Given problem:
Copy each of the following records word for word, without changing anything.

[Start Listing]

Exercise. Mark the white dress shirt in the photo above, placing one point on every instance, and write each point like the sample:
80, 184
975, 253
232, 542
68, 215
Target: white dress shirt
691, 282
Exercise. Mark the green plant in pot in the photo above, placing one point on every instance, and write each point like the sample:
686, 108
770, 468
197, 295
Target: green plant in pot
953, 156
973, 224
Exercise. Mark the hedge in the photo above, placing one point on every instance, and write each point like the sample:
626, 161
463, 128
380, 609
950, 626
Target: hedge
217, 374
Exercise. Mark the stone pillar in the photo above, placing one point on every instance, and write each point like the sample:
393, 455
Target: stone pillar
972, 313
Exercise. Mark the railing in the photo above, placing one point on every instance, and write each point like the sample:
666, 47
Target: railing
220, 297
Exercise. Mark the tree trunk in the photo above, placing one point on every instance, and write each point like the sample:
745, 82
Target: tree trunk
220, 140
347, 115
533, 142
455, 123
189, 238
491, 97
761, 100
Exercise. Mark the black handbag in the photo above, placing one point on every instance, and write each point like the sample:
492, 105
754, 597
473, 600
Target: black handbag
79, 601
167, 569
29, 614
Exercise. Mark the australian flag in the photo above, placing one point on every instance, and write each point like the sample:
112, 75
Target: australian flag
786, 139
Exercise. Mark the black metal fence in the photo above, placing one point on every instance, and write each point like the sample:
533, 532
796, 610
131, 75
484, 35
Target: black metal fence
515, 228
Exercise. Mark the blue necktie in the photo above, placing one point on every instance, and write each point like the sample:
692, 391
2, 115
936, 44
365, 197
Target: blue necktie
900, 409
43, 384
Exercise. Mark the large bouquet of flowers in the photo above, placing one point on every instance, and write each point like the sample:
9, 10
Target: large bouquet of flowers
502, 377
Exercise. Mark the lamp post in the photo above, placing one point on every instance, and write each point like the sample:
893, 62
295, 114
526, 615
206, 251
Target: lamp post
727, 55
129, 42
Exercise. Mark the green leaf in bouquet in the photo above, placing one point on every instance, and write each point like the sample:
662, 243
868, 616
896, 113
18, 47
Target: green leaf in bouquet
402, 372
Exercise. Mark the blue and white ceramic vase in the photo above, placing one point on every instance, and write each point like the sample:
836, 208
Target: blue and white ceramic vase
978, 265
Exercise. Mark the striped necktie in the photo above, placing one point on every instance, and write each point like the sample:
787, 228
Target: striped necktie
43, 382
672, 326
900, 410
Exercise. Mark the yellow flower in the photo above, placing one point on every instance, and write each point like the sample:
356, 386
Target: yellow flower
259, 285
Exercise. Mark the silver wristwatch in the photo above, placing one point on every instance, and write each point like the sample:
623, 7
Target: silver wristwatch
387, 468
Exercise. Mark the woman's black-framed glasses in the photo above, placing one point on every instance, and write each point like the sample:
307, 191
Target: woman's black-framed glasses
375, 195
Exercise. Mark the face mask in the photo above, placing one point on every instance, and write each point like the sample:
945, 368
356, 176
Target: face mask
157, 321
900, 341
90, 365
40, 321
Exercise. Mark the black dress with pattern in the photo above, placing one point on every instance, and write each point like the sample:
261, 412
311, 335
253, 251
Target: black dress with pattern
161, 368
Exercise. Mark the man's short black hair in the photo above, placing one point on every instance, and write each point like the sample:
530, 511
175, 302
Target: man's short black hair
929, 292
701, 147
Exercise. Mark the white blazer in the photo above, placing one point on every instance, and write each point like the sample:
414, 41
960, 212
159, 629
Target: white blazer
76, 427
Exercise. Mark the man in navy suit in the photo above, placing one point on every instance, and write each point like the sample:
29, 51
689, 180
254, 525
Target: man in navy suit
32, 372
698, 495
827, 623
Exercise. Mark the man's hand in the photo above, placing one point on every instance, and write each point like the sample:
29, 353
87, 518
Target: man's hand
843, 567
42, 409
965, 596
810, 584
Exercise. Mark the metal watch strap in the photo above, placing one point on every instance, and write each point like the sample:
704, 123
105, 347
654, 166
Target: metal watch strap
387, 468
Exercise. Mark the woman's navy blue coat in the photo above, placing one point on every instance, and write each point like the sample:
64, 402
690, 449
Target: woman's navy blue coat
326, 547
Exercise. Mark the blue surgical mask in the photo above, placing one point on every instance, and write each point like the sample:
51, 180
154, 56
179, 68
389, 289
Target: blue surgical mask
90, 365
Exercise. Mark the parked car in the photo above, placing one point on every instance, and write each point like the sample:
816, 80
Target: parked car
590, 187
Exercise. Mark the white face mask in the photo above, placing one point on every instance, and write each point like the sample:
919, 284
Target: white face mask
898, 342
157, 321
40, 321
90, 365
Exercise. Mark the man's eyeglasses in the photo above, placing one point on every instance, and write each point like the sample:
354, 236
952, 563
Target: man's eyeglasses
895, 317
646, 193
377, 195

[End Listing]

Full output:
Exercise. Mark the white dress shirt in the photo above, placing one point on every instance, and write each point like the sample:
80, 184
975, 253
232, 542
68, 215
Target: white dress shirt
691, 282
Exercise. Mark the green plant in pot in the photo above, placing one point on every instance, and write each point like the sample:
686, 108
770, 468
197, 295
Target: green plant in pot
953, 156
973, 224
Exercise. Mark the hedge in the photo above, placing one point on every instance, and write each point like the sample:
626, 161
463, 128
380, 609
950, 626
Target: hedge
217, 374
Exercise. Mark the stone pillar in the photo above, placing one point on every instance, and write each point like the sample:
393, 455
Target: stone pillar
972, 313
Exercise. Mark the railing in the photo above, placing one point on every instance, and write each point like the sample:
666, 47
Target: railing
220, 297
Exercise. Mark the tree trunk in the photo above, placing one point on every instance, and write each point like the sample:
745, 82
Target: tree trunk
220, 140
347, 115
533, 142
455, 123
189, 238
491, 97
761, 100
Exercise. Mark the black handbag in the photo above, placing one point on every instance, and write each point like the sample:
492, 105
754, 597
473, 600
Target: black handbag
79, 601
167, 569
29, 614
Exercise. Mark the australian flag in the photo above, placing one point on every instance, and write each point like the sample:
112, 75
Target: australian flag
786, 139
Exercise. Mark the black metal fence in the photo above, placing one point on every instance, and write each point like the sample:
533, 532
796, 610
131, 75
484, 35
Target: black metal fence
515, 228
Exercise. Mark the blue necktie in the photo above, placing one point on every instance, and write each point like the sample:
692, 391
2, 115
936, 44
365, 197
Target: blue necktie
900, 409
43, 384
Exercise. Mark the large bouquet of flowers in the photo above, placing one point on every instance, and write each point like the sample:
9, 10
Target: large bouquet of flowers
502, 377
Exercise. Mark the lamp post in the photo above, placing one point on every instance, and write each point like the sample:
893, 62
295, 114
526, 615
206, 251
Target: lamp post
727, 55
129, 42
Exercise. Mark the green leaf in bouquet in the photo above, placing one point on every instance, and write each point like the sample:
662, 243
868, 616
896, 113
18, 47
Target: green leaf in bouquet
402, 372
Exercise. Mark the blue and white ceramic vase in the photo above, placing one point on every instance, and write each point like the sample:
836, 208
Target: blue and white ceramic vase
978, 265
Exercise. Mark the striped necktie in the photo above, placing one point on every instance, and write each point like the sample:
787, 228
Target: striped necktie
43, 382
672, 326
900, 410
Exercise. Mark the yellow flower in the photo above, placing one point on every instance, and write each point like the sample:
356, 386
Target: yellow flower
259, 285
Exercise. Mark the silver wristwatch in the photo above, placing one point on every instance, and write each point like the sample:
623, 7
Target: silver wristwatch
387, 468
Exercise. Mark the woman's black-framed glasses in the photo above, placing one point on every instance, and write each point like the sample:
307, 191
Target: woman's black-framed glasses
375, 195
Exercise. Mark the face mask in the photo above, placing one point on every instance, and write each point like the sample:
945, 368
356, 176
Target: face mask
157, 321
900, 341
90, 365
40, 321
Exercise. Mark the black dress with pattern in the photo above, placing one point on every instance, and write each point like the sample:
261, 412
311, 335
253, 251
Target: black dress with pattern
161, 368
Exercise. Mark the man's short black hair in the photo above, placing one point on every instance, and write each point like the sample:
530, 511
175, 302
Target: man's short black hair
929, 292
701, 147
Exercise. Mark the white blazer in the photo above, placing one point on every instance, and write each point like the sample:
414, 41
960, 212
159, 629
Target: white blazer
76, 427
Exercise. Mark the man in navy suit in the photo above, placing one point on every instance, and write each point like the sample:
29, 51
689, 180
254, 525
Target: man in navy suit
32, 372
698, 495
827, 623
Exercise. Mark the man's hand in the photo above, placing one point on every instance, and write each point like the sample:
29, 353
87, 518
Target: man's hand
843, 567
42, 409
965, 596
810, 584
Exercise. Mark the metal watch strap in the photo above, placing one point on every instance, and write each point like the sample:
704, 123
105, 347
654, 166
Target: metal watch strap
387, 468
Exercise. Mark the woman's navy blue coat in the photo above, placing one point on every instance, and write each point like the sample:
64, 402
690, 449
Target: woman's navy blue coat
326, 547
Exercise. Mark the blue surgical mask in the photo above, placing one point on every instance, and write each point like the sample:
51, 180
154, 56
179, 68
389, 289
Target: blue surgical mask
90, 365
Exercise. Mark the parked car in the photo above, placing one point on every instance, and write each point like the sample:
816, 80
Target: parked car
590, 187
Exercise. Mark the white face mask in the photo above, placing one point on every instance, and write each point like the sample:
919, 284
Target: white face mask
898, 342
157, 321
40, 321
90, 365
Exercise. Mark the man's eyeglasses in the photo above, placing one point on every instance, and write each point like the sample:
354, 236
952, 563
Target: man's eyeglasses
895, 317
646, 193
377, 195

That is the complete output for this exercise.